▶ **THE TASK**
The lines needed are those below that contain the word "grille"; copy each one.

(Source data)
----
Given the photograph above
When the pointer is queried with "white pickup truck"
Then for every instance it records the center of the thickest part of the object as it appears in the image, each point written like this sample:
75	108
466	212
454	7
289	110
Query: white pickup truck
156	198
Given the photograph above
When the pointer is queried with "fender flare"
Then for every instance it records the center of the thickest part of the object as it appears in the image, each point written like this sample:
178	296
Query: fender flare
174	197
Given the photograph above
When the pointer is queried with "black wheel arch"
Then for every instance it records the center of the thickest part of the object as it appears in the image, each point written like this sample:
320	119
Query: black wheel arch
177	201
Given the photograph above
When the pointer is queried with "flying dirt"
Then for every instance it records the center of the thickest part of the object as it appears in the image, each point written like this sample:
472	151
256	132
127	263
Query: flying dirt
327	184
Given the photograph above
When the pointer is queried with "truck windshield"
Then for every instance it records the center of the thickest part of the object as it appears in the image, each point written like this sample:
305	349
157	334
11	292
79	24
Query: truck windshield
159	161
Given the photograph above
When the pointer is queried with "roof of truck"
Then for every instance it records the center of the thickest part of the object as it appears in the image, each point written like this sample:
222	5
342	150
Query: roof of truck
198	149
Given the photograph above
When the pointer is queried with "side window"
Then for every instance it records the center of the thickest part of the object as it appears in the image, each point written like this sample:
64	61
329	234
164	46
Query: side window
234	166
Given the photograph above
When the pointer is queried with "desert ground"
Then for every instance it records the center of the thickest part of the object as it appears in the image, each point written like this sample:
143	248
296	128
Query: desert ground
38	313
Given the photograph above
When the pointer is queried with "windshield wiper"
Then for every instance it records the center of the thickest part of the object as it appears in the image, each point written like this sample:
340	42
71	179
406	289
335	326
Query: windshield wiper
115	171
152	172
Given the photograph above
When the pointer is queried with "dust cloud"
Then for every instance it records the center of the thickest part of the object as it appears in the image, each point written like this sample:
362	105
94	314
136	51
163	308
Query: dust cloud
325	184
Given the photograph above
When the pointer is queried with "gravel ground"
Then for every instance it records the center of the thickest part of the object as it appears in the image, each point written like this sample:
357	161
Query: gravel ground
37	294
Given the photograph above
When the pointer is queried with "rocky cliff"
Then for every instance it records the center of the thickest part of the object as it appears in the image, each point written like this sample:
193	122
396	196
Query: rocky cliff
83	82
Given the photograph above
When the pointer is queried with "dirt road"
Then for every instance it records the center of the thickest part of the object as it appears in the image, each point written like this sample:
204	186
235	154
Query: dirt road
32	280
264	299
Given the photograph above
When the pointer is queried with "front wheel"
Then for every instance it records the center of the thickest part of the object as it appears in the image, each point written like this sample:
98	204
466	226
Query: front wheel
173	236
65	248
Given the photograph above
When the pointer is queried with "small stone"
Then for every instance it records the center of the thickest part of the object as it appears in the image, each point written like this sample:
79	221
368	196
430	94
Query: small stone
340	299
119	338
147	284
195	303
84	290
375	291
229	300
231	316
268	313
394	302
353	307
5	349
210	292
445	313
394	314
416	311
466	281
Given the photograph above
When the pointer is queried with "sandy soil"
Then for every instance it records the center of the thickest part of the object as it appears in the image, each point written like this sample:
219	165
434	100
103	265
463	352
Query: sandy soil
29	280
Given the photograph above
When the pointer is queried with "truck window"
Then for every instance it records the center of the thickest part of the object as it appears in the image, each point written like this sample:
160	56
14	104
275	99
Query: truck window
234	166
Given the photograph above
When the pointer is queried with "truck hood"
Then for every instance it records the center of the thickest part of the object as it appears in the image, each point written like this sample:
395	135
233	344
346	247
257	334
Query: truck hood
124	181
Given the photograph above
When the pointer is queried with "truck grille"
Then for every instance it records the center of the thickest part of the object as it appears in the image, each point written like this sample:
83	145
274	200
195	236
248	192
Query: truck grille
----
▶ **RESPONSE TO THE EXERCISE**
When the pointer is queried with "truck grille"
Query: truck grille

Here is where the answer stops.